#### Article
Andi Potamkin Blackmore is a private art dealer and founder of LeMise, a Brooklyn-based art and design advisory firm. Potamkin curates exhibitions and installations for both public and private institutions across the globe.
We invited Andi to curate a collection of her favorite artworks by Tappan artists. In tandem with this collection launch, we're launching a small series of limited edition prints by artist Isabella Huffington, an artist whose solo exhibition will debut at Three Squares Studio on Tuesday, October 18.
We asked Andi a few questions about her career, the artists she works with, and her curated collection of Tappan artwork.
Tell us a little about your background and your relationship with art.
I've been surrounded by art my whole life. We all are. That's cheesy, I know, but it's true. There is art everywhere if you know how to look for it. My father is a big collector of ancient Egyptian art, so I grew up in a house filled with mummies and canopic jars. My mother on the other hand is drawn to modern art. Seeing that dialog, which in my opinion is far more interesting than anything one-note, is what got me interested in the context and conversation between art works.
I studied set design in college and it was there I learned the power of objects in giving voice to a space.
What was your inspiration behind founding Le Mise and the name itself?
I first learned of the term mise en scène when I was in college studying set design. It roughly translates to 'the arrangement of scenery and props on stage' and I've since found other variations of the phrase that are equally as beautiful: mise en place, for example, is a culinary phrase referencing both the proper preparation and presentation of food. It's a really beautiful term.
Le Mise literally means 'putting the right thing in the right place'. That's how I think of our company. We are set designers for the home, with both art world knowledge and a sense of play in installation. Our process is energetic and psychological in addition to visual. We start with an understanding of the mood our clients want to create in their home and work from there to find a piece.
You’ve presented numerous artists in New York; what is your relationship with these artists?
I would say the base of my relationship with any artist is that I am a fan: a fan of their work, of their process, of their person. Sometimes I will be involved in mounting a show of an artist's work. That's always thrilling. Sometimes I pitch an artist to clients, privately. That's a totally different thing.
I go out to coffee often with artists, visit studios often: sometimes as a colleague, sometimes as an advisor, but always as a fan.
What does your average day look like?
Oh man, I don't think I've had an average day in years. Every single day is different, which is one of my favorite parts of my job. Le Mise is a project-based company, so projects come in waves. Sometimes we will be very involved in an installation. I spend a lot of time working on the curation and design of the shows we put on, figuring out how to create an energetic frame around the work.
With our private clients, our process is intimate, so we spend a lot of time getting to know them: what they like, how they live, what sort of vibes they want within their home. Then we hunt. I'm very thankful for my private clients. They are amazing, all quite different, and they keep every day new and exciting.
Where do you see Le Mise in five years?
########
#### Dataset
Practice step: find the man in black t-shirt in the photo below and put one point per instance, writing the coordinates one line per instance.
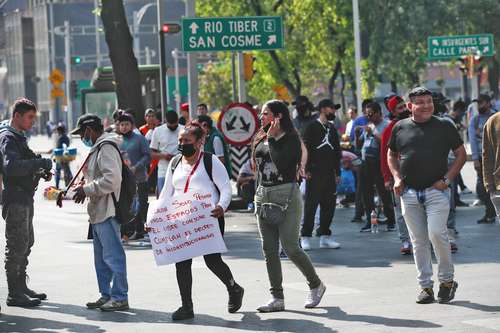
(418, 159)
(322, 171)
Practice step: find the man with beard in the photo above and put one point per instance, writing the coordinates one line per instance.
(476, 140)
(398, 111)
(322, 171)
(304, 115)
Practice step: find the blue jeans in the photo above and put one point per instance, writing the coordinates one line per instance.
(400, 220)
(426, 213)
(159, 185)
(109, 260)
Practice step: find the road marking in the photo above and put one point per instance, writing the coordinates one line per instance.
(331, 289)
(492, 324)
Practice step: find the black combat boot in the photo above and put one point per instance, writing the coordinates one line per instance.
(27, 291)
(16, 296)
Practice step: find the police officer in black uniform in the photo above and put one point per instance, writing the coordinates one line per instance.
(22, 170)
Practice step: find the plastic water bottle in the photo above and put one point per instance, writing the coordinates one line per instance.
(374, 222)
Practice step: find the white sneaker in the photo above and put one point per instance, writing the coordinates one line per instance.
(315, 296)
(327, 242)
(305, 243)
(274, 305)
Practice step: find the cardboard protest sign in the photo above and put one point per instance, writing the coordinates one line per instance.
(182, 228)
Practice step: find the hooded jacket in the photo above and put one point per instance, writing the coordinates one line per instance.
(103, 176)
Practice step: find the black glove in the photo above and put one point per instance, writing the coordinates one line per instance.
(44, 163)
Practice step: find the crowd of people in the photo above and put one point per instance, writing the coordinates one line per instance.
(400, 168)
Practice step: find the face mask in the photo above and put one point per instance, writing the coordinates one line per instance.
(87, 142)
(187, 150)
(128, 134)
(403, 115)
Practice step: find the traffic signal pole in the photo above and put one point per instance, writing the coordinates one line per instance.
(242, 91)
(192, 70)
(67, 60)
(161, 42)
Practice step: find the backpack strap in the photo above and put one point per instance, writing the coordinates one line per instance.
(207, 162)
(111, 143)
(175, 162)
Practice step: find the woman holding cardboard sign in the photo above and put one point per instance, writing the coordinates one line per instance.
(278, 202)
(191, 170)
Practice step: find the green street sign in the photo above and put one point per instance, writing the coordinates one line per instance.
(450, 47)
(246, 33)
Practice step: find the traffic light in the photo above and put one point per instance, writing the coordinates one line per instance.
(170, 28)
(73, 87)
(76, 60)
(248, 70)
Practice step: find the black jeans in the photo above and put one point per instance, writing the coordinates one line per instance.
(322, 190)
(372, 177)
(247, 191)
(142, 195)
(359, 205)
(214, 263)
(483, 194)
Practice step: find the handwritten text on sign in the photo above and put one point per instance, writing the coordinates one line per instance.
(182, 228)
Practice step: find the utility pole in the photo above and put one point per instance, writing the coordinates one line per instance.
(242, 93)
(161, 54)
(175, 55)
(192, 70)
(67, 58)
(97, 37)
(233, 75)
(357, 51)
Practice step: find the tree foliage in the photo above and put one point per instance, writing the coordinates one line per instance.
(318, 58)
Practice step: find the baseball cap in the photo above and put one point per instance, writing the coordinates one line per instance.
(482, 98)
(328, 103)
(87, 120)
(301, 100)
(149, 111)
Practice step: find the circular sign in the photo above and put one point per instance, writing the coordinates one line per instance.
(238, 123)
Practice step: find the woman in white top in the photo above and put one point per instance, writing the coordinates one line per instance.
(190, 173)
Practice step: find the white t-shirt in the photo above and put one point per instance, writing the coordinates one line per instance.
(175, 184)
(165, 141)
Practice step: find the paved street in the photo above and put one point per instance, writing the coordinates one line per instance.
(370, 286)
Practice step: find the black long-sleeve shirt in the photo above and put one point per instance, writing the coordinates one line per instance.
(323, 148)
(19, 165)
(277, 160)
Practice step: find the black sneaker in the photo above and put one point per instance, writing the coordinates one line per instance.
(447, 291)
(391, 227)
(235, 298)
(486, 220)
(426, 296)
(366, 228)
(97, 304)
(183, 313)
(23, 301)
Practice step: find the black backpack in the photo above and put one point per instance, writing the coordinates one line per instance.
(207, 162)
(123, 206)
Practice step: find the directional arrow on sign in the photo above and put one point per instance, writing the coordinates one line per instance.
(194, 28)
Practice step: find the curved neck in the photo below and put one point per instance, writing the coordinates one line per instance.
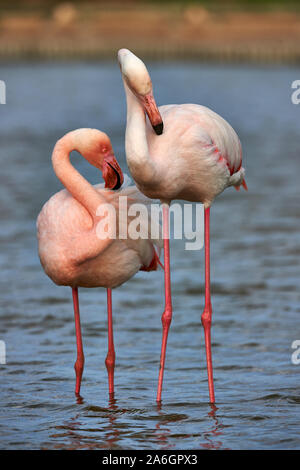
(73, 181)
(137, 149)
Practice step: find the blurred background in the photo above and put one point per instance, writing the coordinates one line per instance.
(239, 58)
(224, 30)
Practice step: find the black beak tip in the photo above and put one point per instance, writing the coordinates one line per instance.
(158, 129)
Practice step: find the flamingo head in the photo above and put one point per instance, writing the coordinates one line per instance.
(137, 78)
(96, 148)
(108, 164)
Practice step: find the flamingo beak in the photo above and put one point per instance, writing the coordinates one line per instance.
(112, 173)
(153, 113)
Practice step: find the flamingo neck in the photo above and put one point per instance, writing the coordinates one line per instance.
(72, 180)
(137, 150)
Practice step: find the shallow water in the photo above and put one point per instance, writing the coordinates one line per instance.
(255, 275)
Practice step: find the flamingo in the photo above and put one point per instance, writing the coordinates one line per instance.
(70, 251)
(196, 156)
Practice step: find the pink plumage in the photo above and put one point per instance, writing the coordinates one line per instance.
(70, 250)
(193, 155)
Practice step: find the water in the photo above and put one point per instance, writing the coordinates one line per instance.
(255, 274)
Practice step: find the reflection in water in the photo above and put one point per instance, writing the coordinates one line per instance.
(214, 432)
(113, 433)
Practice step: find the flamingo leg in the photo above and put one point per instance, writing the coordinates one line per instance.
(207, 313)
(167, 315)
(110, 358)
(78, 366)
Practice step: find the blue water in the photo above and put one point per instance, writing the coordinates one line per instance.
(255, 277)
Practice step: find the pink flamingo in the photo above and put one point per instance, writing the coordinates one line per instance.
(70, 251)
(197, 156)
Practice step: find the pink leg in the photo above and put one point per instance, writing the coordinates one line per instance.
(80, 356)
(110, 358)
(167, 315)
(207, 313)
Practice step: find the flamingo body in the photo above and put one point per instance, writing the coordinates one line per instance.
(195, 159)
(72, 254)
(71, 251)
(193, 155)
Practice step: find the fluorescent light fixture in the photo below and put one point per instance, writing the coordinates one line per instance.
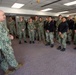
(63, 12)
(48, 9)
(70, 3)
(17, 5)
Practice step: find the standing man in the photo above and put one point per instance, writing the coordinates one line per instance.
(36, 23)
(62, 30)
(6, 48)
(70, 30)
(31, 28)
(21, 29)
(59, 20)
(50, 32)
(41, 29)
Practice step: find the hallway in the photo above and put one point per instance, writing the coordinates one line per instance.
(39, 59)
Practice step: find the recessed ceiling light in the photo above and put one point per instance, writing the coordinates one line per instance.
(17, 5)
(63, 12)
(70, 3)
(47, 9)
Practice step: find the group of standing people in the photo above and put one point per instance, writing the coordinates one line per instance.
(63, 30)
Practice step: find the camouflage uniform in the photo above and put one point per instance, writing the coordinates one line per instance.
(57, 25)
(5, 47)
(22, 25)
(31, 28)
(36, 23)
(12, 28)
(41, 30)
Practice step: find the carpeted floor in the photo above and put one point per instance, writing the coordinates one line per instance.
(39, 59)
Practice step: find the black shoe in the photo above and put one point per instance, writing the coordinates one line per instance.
########
#### Dataset
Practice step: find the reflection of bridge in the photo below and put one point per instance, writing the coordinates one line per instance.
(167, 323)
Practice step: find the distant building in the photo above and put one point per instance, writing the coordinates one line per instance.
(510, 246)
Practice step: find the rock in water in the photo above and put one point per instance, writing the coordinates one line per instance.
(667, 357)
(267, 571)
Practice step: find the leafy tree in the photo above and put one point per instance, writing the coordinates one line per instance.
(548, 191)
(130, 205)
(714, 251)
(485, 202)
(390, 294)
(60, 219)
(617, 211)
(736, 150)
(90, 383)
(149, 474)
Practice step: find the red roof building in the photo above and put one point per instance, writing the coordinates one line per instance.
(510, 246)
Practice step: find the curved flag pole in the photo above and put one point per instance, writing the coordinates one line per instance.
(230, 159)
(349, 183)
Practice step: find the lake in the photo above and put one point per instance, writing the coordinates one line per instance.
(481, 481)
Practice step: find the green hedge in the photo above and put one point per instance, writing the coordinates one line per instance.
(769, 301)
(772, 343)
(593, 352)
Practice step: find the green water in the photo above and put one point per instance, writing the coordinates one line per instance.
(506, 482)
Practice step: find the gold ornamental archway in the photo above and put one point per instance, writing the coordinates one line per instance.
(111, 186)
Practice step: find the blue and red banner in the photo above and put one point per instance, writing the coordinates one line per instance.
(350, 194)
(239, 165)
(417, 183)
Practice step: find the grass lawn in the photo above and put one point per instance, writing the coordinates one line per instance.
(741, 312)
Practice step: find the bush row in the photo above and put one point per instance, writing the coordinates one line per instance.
########
> **What is required**
For each statement, say yes or no to whether it agrees with the interview, and quote the words that settle it. (a) Andi's father collects ancient Egyptian art. (b) Andi studied art history in college. (c) Le Mise works on a project basis. Answer from the interview alone, not the data.

> **Final result**
(a) Yes: "My father is a big collector of ancient Egyptian art"
(b) No: "I studied set design in college"
(c) Yes: "Le Mise is a project-based company"